BEGIN Exercise input

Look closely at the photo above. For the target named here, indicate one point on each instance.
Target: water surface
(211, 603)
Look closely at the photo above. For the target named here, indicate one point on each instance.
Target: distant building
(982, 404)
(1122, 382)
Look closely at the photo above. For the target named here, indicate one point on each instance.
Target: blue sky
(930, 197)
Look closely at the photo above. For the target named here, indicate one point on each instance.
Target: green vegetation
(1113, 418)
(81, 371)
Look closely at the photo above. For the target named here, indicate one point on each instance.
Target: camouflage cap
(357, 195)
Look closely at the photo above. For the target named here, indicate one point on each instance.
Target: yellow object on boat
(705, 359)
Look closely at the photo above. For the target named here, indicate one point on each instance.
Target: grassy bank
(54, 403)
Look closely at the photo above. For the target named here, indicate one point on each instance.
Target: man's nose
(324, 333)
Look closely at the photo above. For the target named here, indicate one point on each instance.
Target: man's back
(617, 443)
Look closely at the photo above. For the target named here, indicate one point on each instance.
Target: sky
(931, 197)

END Exercise input

(What the task requires): Transcribe the entries exactly, and make each line match the original.

(The completed task):
Look closely at the photo above. For the target named here, indicate one point on each instance.
Target: water surface
(211, 603)
Look closely at the photo above. For the target named here, indicate one point on each instance.
Target: distant building
(982, 404)
(1122, 382)
Look closely at the photo above. For the target named here, indicate one point on each instance.
Target: blue sky
(930, 197)
Look closely at the photo above. For the target named here, indicate one point on each instance.
Target: green vegetation
(1113, 418)
(81, 371)
Look closely at the photo above. For the target named here, indicate one point on each instance.
Target: camouflage cap
(357, 195)
Look closely at the photo above. For the target named here, indicate one point on each instance.
Target: yellow object on boat
(705, 359)
Look closely at the photo above. For the target named here, indicate one point on each instance.
Target: grassy bank
(54, 403)
Look closely at the photo above. For the target named here, indicate one point on each instance.
Target: man's nose
(324, 333)
Look closely at the photo above. For the target named here, indicate one point on each instance.
Target: man's back
(617, 443)
Look closely at the photo above. For the target named here, indicate one point on each instance.
Target: sky
(931, 197)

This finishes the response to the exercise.